* Task prompt
Set out the lines as a numbered list, starting with the line containing "like [[312, 22]]." and ending with the line containing "[[210, 144], [52, 63]]", both included. Skip blank lines and leave the pictures out.

* Task material
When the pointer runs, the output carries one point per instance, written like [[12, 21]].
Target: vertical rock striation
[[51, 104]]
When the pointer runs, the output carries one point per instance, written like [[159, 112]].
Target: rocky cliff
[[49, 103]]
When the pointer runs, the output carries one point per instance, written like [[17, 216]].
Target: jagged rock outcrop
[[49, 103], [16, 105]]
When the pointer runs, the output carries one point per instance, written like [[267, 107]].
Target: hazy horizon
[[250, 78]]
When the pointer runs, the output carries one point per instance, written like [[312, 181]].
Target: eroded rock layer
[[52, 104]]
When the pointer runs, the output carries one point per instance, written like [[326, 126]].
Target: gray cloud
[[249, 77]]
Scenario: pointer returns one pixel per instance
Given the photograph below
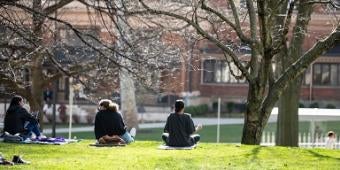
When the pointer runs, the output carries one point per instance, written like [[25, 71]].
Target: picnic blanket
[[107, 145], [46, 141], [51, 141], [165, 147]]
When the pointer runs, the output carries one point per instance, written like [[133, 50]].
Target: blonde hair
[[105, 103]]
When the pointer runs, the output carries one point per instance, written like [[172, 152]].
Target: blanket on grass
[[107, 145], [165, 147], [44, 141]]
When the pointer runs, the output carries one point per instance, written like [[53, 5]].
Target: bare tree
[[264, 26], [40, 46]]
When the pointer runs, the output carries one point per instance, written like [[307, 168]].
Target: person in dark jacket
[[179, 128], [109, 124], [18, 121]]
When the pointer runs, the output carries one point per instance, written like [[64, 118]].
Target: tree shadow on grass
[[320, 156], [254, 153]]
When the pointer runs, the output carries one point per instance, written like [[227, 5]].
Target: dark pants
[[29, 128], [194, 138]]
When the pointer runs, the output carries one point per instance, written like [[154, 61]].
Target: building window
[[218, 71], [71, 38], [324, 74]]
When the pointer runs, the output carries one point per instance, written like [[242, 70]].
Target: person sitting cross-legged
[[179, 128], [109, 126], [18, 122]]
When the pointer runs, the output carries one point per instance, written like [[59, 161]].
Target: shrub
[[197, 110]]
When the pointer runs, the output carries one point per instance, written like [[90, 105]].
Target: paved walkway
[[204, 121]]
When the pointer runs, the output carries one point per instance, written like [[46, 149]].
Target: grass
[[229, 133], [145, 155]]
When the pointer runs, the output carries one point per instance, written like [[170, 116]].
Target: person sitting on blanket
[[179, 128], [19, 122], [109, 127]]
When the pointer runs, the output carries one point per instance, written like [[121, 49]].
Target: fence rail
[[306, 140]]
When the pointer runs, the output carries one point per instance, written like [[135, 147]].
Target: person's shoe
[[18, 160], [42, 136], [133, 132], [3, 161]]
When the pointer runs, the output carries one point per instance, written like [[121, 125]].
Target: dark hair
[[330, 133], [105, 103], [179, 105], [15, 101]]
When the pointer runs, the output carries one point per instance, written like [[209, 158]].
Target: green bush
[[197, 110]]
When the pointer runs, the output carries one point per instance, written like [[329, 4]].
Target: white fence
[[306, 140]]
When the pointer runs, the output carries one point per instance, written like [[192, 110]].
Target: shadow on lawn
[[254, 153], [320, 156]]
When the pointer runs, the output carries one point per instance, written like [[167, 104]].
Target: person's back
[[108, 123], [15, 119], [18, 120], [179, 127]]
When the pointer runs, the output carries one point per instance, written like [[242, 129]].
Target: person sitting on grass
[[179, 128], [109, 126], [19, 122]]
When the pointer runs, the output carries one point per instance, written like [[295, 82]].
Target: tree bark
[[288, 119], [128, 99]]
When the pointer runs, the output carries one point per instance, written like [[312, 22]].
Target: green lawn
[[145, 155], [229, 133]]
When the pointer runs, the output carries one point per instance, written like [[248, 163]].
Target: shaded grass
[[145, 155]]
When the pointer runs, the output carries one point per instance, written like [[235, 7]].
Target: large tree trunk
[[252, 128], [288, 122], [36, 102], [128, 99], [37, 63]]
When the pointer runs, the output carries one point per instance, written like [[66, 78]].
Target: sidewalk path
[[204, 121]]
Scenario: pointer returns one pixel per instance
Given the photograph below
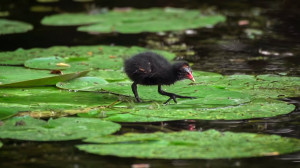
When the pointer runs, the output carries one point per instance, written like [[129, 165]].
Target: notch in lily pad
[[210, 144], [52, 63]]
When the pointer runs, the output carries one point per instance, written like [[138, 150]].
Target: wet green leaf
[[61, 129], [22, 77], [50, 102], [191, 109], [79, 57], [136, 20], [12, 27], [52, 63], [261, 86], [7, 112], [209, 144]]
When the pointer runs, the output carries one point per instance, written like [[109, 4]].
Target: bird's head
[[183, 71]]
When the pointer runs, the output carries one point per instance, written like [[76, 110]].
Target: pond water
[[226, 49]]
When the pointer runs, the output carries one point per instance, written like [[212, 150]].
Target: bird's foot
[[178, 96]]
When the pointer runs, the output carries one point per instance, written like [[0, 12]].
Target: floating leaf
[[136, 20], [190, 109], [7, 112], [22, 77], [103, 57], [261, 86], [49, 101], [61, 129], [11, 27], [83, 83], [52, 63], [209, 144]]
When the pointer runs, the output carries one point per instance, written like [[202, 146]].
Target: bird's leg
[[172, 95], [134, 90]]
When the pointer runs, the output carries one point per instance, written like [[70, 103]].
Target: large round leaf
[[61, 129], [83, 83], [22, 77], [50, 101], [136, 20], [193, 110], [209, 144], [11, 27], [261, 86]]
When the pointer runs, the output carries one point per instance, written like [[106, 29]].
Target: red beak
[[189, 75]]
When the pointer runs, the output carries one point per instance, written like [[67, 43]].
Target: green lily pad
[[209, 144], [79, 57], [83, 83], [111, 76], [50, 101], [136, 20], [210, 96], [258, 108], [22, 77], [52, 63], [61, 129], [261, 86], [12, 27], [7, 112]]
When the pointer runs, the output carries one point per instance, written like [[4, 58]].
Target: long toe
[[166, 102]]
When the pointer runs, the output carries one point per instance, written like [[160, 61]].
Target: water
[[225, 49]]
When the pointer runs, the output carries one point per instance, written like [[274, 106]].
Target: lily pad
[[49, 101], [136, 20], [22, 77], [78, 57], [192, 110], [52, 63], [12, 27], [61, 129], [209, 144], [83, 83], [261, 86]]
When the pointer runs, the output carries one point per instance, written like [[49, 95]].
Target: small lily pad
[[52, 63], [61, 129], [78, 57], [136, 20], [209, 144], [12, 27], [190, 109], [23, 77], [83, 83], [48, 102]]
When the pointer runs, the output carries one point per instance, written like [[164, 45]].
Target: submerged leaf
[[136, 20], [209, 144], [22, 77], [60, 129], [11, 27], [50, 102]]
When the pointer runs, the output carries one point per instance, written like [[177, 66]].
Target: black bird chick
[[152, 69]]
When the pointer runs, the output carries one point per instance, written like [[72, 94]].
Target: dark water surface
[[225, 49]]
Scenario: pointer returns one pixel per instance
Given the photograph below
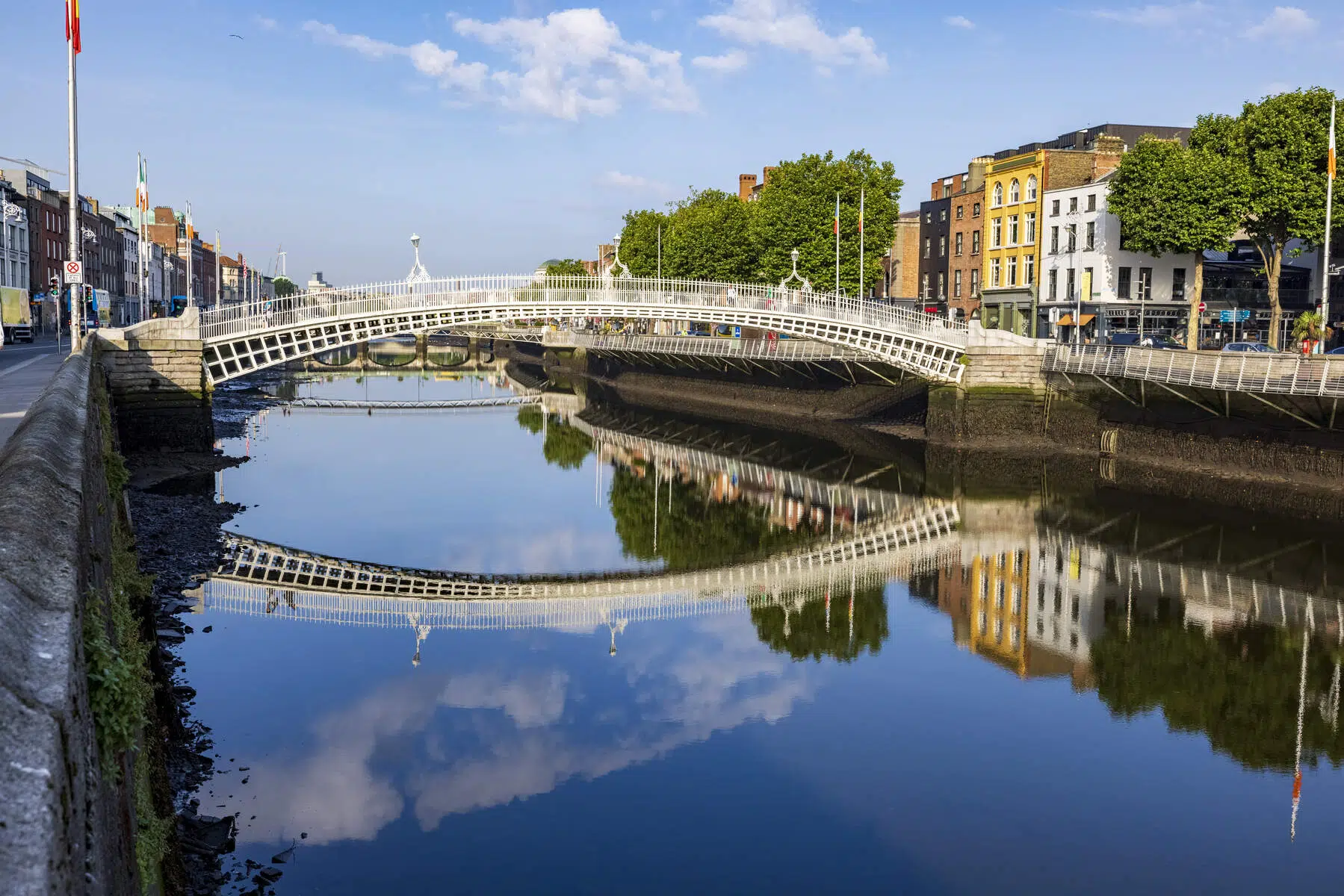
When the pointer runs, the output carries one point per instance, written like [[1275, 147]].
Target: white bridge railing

==

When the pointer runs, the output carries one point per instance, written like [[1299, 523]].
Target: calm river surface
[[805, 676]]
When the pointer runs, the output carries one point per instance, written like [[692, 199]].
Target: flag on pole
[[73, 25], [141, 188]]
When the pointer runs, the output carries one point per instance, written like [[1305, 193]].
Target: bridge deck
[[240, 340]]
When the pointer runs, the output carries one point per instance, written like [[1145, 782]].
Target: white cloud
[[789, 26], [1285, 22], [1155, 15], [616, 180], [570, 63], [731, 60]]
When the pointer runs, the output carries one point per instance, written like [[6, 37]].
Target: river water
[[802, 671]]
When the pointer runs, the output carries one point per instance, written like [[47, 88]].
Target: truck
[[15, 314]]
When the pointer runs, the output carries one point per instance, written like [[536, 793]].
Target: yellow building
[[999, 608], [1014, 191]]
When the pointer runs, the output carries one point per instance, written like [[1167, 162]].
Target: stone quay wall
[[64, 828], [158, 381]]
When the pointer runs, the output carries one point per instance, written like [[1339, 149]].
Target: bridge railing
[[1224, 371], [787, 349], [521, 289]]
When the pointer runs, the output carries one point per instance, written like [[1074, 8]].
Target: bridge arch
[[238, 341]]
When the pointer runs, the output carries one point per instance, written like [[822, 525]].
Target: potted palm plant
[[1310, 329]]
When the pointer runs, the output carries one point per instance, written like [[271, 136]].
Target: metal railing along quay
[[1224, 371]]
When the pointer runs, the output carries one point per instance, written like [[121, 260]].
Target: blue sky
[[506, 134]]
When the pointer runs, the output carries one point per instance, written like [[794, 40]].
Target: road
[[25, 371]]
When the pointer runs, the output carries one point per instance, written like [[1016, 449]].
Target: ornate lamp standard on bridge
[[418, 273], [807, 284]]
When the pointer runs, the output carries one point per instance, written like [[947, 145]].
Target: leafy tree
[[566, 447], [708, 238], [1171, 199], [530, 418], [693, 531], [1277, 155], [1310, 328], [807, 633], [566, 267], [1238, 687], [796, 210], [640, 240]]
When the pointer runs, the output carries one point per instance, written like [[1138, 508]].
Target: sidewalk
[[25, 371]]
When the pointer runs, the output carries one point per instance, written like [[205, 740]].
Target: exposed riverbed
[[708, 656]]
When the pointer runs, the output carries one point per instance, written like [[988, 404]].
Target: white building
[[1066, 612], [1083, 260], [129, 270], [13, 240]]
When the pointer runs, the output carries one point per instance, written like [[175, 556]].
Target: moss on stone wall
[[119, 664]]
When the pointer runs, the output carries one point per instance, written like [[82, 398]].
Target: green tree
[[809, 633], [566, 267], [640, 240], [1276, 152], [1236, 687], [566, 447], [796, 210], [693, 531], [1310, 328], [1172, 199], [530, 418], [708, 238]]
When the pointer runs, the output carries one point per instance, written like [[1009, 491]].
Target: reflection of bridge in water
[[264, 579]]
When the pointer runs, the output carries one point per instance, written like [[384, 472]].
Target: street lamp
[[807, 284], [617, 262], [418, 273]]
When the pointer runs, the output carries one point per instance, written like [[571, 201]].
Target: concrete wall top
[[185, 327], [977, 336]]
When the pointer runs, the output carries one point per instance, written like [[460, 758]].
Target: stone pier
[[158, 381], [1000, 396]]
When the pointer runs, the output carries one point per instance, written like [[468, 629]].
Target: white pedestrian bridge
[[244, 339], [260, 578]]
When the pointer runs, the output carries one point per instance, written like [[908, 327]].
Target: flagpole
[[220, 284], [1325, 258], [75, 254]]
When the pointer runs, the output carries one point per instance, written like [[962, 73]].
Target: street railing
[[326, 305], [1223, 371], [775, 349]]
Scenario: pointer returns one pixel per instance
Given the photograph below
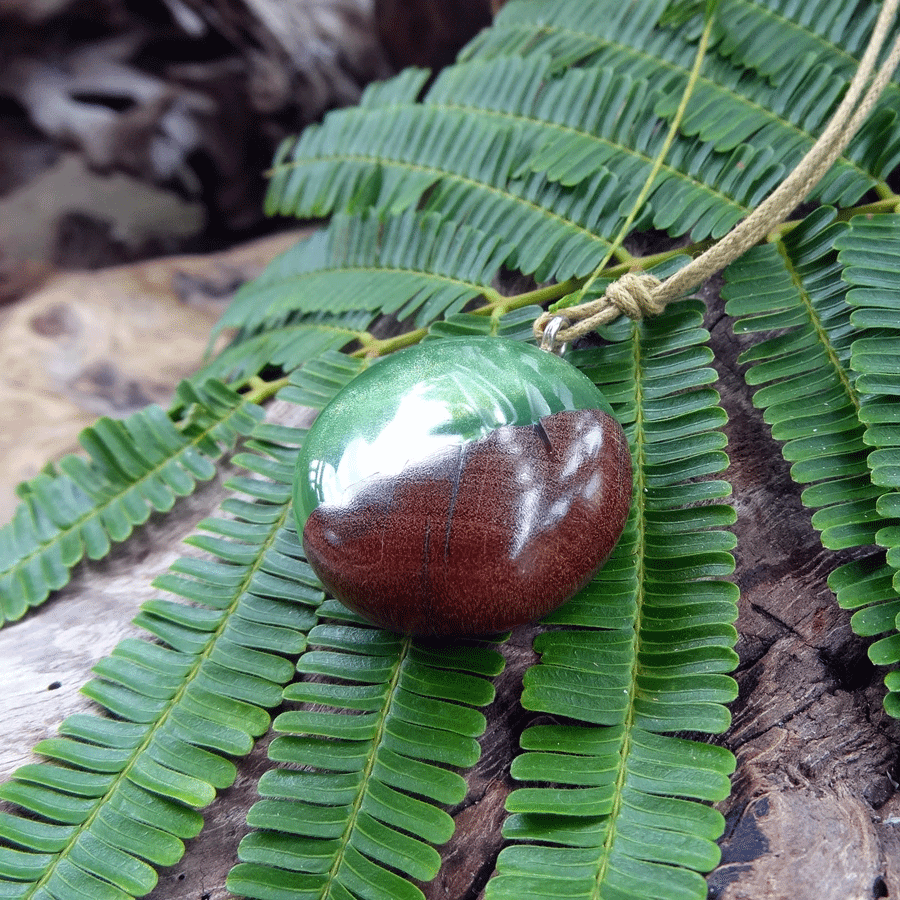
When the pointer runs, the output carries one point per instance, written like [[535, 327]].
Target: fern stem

==

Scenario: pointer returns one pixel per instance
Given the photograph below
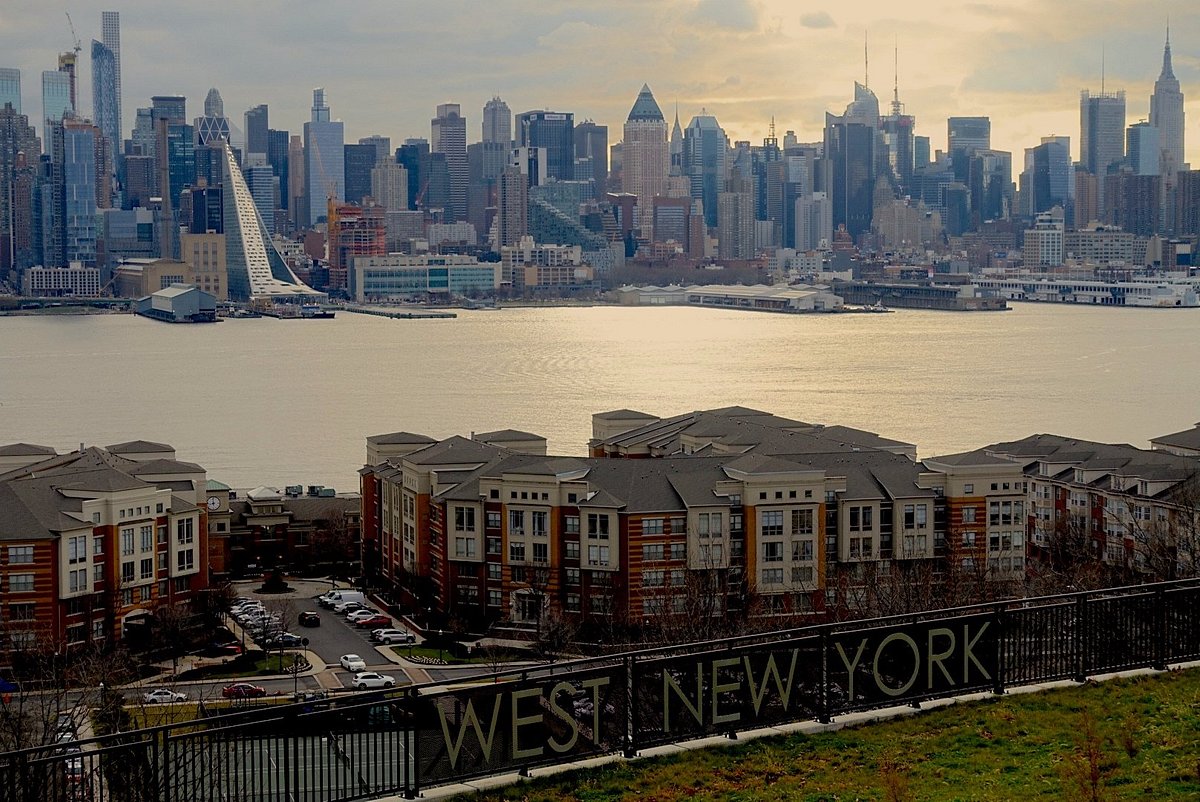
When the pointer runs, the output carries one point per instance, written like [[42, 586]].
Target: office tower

* The output
1. When the pointer runs, the output carries one point per instance, written like [[312, 22]].
2. Target: green lawn
3. [[145, 155], [229, 133]]
4. When the pointer runs, the output carries one point per instance, written like [[248, 163]].
5. Target: shaded grass
6. [[145, 155]]
7. When the pointer runs, the output carries one point per instance, written like [[235, 7]].
8. Target: large tree trunk
9. [[252, 128], [288, 122], [36, 102], [128, 99], [37, 63]]
10. When the pointer runs, the output carries one point per instance, written like [[66, 78]].
11. Target: sidewalk path
12. [[204, 121]]
13. Scenario: pointer returns one pixel per instance
14. Given the photograph below
15. When the pointer runs, the output carries one point per instance, written like [[129, 165]].
16. Target: notch in lily pad
17. [[210, 144], [52, 63]]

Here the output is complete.